Objective –
Give back only the lines from the one with "Category: suit shoulder" through the last line of the data, exactly as they appear.

[Start Task input]

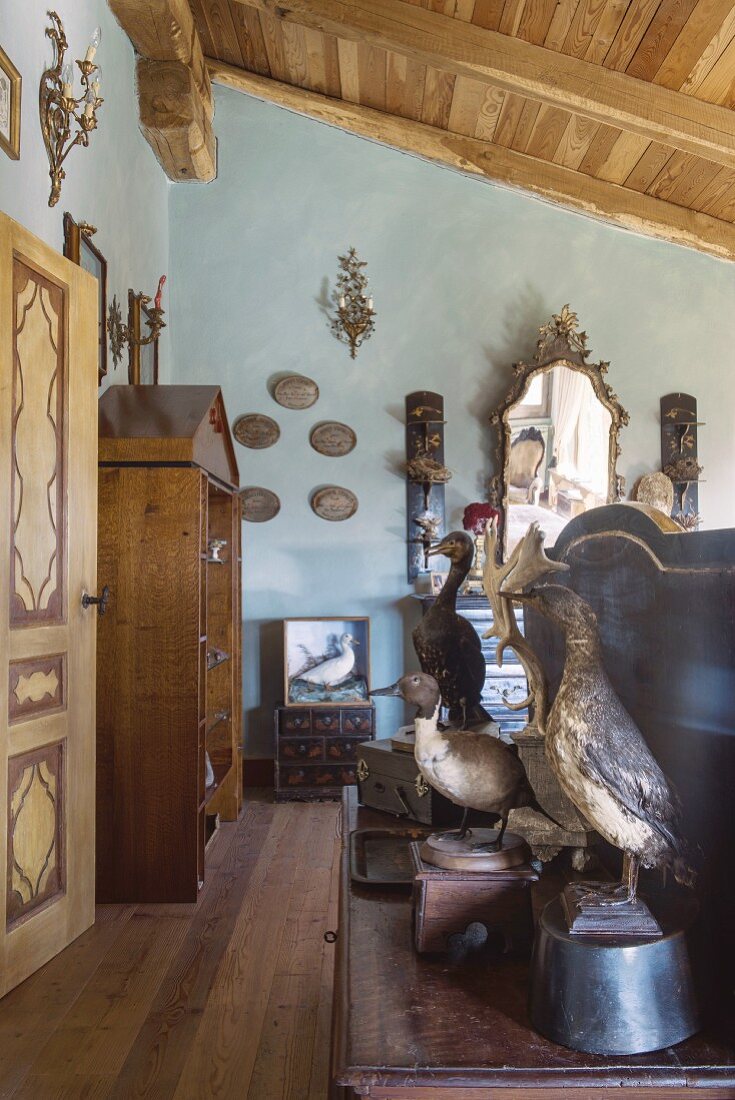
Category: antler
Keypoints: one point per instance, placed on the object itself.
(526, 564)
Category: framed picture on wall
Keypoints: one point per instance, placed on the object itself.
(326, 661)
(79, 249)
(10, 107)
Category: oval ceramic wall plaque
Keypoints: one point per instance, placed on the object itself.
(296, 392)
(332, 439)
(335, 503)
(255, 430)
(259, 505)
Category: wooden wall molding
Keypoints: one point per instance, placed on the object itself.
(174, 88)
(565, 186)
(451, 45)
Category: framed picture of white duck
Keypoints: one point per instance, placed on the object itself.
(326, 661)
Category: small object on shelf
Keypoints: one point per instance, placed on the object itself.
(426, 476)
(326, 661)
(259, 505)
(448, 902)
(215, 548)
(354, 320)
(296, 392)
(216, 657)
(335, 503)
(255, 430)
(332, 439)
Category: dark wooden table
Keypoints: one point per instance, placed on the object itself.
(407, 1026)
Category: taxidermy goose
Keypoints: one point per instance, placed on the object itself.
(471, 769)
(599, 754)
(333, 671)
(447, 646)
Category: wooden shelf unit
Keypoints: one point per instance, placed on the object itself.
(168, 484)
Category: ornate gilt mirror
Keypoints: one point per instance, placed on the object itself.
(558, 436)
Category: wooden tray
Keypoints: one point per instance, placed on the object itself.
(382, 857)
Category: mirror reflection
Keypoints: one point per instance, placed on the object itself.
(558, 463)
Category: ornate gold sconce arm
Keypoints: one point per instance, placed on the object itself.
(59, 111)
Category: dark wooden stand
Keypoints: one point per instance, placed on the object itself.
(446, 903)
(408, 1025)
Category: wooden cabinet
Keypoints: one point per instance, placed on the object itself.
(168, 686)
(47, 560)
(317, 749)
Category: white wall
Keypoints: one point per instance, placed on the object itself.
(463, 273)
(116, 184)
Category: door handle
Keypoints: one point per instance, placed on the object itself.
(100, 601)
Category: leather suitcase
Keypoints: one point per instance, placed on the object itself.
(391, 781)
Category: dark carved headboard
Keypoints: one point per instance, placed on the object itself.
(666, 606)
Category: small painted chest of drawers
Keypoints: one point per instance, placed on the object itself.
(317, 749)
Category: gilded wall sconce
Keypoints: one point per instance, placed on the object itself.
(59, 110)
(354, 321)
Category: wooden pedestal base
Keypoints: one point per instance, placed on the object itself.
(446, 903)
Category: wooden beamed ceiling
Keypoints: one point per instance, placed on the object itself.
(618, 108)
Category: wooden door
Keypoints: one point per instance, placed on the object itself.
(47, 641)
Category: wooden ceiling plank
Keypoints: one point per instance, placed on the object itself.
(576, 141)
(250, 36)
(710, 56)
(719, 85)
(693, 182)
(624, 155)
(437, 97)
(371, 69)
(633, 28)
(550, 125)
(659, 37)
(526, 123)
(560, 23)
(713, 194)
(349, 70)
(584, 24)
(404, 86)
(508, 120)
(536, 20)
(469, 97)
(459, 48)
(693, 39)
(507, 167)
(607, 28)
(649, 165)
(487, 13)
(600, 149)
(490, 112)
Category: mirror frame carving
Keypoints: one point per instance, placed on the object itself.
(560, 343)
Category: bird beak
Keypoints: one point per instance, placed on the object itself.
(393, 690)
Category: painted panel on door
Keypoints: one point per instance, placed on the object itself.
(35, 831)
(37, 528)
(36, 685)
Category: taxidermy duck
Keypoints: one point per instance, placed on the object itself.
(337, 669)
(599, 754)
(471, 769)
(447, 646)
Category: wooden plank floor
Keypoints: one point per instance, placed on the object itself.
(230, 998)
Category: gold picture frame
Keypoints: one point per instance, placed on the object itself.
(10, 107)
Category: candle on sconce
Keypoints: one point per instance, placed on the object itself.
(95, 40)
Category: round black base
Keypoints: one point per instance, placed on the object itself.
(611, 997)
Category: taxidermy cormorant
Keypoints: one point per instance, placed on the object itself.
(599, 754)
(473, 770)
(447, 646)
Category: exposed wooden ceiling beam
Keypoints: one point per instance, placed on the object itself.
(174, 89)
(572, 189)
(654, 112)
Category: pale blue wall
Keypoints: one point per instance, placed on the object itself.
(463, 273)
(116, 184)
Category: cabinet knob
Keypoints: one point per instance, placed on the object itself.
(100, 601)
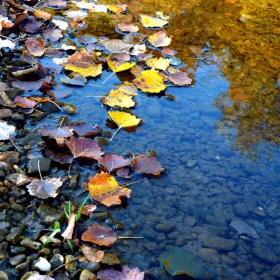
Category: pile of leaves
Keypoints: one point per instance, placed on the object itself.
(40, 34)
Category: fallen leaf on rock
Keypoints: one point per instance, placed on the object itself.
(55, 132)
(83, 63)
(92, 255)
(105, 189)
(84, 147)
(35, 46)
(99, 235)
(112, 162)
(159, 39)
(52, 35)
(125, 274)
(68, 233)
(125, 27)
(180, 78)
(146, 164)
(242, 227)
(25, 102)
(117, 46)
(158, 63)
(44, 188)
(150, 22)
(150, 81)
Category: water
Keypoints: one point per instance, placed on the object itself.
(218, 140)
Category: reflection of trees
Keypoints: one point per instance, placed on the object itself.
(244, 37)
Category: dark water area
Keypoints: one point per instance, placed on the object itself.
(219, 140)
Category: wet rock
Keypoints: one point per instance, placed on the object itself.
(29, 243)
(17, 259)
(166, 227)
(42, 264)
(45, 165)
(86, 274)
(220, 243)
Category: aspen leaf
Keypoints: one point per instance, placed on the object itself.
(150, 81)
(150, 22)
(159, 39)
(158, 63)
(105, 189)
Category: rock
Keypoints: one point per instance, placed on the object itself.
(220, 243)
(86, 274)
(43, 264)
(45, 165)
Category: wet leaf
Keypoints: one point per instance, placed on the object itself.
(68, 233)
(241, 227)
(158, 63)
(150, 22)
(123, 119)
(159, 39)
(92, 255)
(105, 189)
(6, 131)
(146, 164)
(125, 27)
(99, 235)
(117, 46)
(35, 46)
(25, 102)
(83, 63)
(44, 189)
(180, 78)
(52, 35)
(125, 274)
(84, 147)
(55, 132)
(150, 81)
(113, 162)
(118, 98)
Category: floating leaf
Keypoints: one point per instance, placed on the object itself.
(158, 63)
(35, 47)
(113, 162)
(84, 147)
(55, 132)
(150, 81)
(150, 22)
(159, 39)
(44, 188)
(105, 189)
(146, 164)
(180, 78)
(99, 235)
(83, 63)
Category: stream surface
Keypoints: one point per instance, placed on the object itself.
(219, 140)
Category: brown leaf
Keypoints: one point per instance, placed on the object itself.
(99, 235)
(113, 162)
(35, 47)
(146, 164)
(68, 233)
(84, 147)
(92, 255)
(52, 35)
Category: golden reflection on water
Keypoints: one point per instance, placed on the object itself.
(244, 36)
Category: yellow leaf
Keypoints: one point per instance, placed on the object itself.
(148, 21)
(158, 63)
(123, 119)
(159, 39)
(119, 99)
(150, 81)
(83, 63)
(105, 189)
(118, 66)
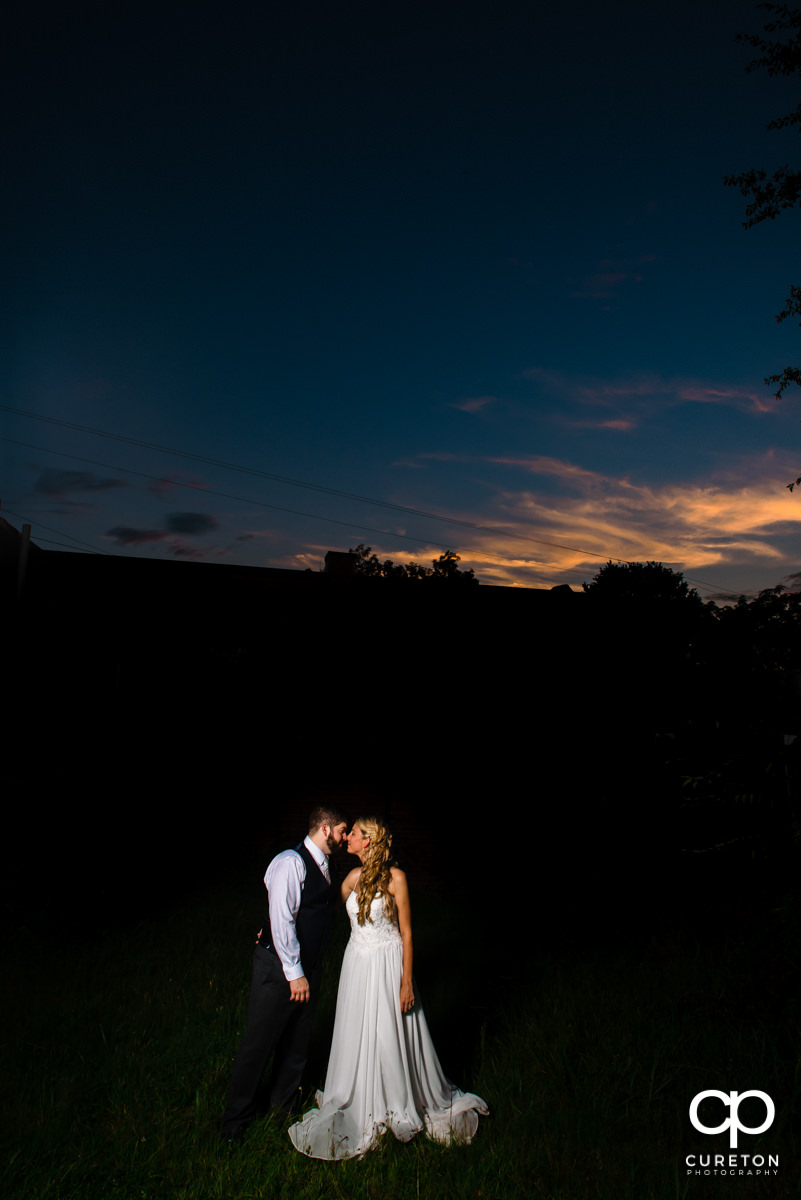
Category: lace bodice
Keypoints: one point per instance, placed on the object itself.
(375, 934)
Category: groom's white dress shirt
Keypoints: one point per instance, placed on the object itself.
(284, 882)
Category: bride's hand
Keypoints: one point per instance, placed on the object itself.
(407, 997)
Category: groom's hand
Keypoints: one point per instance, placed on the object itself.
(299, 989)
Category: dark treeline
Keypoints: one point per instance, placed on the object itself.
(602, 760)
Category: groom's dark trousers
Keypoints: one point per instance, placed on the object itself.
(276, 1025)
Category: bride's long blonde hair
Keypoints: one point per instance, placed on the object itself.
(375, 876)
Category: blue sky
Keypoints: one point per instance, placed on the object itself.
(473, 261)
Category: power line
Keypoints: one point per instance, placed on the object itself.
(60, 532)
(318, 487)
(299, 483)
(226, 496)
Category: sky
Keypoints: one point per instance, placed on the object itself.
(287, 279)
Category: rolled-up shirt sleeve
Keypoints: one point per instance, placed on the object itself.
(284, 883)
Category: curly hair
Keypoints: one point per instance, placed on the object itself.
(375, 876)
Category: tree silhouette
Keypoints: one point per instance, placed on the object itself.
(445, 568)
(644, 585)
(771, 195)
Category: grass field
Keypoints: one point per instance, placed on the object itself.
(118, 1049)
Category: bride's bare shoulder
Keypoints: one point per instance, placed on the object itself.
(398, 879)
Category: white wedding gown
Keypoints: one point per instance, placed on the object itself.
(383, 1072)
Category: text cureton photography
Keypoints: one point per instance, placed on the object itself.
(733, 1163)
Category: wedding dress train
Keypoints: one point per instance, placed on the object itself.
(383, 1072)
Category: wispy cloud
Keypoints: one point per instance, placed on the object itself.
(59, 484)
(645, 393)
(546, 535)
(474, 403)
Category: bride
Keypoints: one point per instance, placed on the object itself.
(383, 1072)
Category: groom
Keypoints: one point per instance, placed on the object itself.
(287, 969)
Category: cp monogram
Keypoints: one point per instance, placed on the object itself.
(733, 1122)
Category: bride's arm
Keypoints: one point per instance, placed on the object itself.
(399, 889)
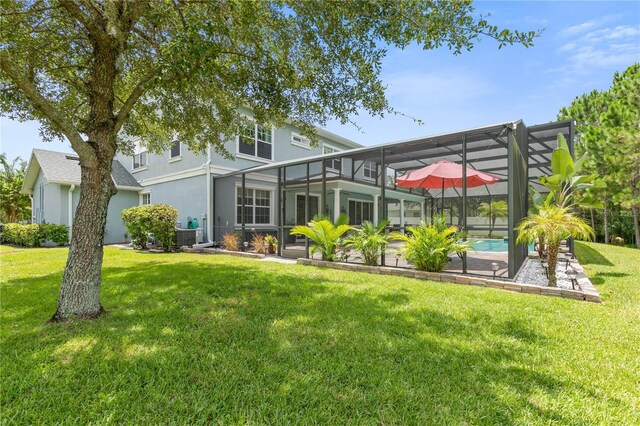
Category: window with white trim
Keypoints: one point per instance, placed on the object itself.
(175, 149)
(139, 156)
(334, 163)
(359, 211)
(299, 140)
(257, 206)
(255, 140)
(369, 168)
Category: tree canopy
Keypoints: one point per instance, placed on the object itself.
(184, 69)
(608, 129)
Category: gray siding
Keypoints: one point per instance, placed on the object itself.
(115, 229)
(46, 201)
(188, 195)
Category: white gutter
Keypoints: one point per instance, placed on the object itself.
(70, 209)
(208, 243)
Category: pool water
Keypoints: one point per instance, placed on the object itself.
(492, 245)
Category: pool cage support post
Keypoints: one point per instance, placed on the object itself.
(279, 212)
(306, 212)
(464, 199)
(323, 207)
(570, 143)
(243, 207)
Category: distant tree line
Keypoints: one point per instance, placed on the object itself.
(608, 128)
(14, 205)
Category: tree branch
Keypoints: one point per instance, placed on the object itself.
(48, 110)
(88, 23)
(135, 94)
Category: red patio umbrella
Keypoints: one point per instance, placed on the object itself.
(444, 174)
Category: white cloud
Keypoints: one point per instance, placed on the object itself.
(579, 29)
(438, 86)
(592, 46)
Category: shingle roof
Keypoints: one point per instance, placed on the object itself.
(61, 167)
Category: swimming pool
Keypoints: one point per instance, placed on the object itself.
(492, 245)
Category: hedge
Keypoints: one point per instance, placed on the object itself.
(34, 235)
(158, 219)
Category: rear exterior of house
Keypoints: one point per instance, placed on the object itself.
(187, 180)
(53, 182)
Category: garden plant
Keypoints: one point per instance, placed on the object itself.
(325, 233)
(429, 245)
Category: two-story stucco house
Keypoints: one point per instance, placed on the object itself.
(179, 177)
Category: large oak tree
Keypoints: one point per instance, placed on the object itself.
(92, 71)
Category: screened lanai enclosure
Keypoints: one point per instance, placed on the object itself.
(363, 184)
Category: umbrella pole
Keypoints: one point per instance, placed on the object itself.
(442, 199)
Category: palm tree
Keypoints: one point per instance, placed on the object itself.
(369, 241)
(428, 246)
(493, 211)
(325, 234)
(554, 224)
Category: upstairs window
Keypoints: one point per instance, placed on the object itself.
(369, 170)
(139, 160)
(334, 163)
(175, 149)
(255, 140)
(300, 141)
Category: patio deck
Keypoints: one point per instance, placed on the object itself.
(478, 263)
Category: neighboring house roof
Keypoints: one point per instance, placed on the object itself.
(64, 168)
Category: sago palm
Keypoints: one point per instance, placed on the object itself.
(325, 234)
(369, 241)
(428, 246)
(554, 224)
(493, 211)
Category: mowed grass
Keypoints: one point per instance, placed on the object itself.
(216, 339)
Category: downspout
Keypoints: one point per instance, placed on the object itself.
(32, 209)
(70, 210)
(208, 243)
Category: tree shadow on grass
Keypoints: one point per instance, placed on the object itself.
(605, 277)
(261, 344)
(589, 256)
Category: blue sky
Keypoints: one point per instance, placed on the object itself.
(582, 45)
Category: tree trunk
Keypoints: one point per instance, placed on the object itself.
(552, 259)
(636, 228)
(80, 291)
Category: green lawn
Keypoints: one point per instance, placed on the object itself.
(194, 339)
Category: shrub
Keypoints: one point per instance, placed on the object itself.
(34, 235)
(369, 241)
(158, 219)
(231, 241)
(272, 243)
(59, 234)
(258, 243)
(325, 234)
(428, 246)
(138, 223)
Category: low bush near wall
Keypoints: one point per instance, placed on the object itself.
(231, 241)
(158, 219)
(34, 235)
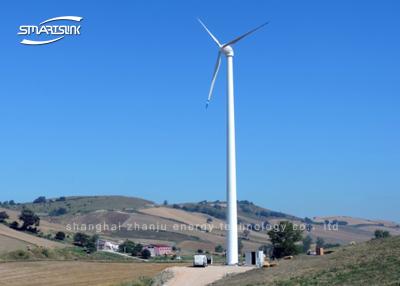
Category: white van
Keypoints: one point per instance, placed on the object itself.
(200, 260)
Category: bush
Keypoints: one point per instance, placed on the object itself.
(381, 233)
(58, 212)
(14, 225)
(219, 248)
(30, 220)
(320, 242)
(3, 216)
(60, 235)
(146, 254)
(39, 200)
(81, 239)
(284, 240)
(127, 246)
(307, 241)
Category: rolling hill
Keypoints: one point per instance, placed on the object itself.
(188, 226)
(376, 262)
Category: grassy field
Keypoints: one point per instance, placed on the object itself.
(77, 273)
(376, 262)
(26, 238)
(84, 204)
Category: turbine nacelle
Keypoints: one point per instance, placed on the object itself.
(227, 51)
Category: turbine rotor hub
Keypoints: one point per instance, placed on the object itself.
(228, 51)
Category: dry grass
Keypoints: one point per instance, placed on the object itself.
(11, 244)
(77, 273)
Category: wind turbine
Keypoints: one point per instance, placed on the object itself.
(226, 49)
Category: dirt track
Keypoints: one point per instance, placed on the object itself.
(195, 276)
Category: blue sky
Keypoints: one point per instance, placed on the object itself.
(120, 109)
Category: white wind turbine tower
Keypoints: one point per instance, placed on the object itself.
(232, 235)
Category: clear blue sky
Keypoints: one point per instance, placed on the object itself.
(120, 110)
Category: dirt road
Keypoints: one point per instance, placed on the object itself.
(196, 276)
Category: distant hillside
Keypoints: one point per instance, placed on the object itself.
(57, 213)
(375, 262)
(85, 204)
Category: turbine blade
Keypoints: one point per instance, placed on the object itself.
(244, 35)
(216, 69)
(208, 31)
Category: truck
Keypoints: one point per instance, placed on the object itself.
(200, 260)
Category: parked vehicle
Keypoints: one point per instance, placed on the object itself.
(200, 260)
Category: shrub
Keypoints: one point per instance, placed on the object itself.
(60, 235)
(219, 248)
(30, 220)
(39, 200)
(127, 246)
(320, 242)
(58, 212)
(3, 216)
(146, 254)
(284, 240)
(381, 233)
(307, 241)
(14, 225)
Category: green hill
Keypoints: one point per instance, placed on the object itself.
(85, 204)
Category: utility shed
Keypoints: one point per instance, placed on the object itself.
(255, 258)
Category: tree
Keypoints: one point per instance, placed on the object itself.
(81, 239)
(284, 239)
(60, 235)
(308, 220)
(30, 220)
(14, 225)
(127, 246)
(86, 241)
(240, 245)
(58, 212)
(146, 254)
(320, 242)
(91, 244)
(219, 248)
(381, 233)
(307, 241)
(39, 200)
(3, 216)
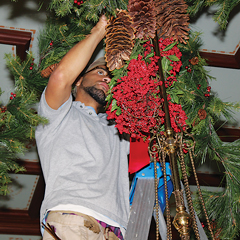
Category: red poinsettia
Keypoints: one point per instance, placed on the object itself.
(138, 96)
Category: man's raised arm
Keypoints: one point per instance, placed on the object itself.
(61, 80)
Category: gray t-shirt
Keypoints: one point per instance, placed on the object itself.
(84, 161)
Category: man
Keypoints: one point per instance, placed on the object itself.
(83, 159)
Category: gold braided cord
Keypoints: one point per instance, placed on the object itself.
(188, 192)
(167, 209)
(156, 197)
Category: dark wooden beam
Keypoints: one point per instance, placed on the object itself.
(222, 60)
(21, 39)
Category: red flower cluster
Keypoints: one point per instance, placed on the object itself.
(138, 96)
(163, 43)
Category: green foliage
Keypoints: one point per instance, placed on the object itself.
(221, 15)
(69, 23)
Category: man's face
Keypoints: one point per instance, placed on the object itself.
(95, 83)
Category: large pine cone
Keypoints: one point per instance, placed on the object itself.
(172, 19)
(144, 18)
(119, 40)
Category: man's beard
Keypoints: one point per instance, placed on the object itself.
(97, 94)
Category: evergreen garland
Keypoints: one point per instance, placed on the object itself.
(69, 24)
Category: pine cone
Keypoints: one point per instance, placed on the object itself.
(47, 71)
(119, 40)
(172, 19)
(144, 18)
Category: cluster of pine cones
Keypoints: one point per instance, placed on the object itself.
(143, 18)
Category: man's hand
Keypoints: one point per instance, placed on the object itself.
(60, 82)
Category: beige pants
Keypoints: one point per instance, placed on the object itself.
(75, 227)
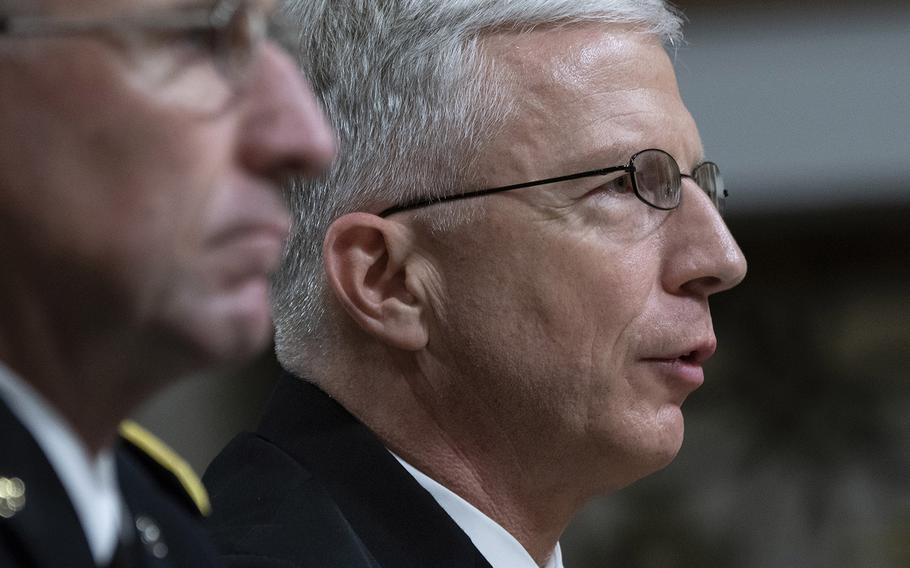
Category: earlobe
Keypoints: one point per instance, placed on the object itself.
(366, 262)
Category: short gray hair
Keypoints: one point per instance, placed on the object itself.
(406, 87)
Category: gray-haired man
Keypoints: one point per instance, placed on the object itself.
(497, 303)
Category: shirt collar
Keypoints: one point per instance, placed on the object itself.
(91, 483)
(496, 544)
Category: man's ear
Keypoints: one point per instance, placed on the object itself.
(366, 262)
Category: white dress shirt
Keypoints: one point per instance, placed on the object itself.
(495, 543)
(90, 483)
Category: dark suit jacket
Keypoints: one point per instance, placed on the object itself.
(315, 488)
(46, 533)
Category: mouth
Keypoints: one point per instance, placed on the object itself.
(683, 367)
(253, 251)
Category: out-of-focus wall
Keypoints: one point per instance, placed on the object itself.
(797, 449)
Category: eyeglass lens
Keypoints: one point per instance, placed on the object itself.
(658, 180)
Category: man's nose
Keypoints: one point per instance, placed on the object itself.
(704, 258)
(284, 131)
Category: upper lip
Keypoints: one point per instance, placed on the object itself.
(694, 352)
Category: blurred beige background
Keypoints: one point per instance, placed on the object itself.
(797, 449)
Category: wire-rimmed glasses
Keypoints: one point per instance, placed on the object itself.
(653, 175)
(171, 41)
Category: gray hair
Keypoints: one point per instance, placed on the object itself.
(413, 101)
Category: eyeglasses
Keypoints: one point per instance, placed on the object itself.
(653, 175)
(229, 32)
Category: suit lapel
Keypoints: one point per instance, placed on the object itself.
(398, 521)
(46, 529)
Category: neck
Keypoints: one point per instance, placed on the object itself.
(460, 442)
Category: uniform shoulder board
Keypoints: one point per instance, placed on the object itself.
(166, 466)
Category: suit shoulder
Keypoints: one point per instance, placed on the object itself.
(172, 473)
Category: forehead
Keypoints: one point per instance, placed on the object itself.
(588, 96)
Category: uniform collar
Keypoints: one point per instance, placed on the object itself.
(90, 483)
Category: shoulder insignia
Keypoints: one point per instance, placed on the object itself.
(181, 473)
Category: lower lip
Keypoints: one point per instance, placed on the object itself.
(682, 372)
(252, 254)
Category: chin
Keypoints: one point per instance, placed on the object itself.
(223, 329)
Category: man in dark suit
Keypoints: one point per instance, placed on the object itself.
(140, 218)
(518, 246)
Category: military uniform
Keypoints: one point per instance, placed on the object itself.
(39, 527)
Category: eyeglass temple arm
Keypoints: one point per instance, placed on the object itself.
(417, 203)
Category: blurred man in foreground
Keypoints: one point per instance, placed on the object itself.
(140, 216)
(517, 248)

[End Task input]

Written response –
Category: suit shoulder
Keypoints: one point per instance, placed on the object itself.
(172, 473)
Category: forehead
Keypoints: one point per instance, placed on the object itself.
(588, 96)
Category: uniform collar
Keypoints: one point per instance, placed on the object itself.
(90, 483)
Category: shoulder insignia
Keypoints: one point per instance, placed on the object itself.
(181, 473)
Category: lower lip
Keypoints: one point per instance, placed on the object itself.
(682, 372)
(252, 254)
Category: chin
Keypoints: one point per instance, placed on the object itself.
(223, 329)
Category: man in dark suit
Keypoints: one point per instance, placed on the object itself.
(140, 218)
(518, 246)
Category: military uniform
Keypoints: one point per instance, placed on the object itself.
(39, 527)
Category: eyeglass temple arm
Keypoints: one point per instance, placed on the object itself.
(417, 203)
Category: blurred man in foreground
Keypoints: one point per instance, placed on the object itself.
(140, 216)
(517, 248)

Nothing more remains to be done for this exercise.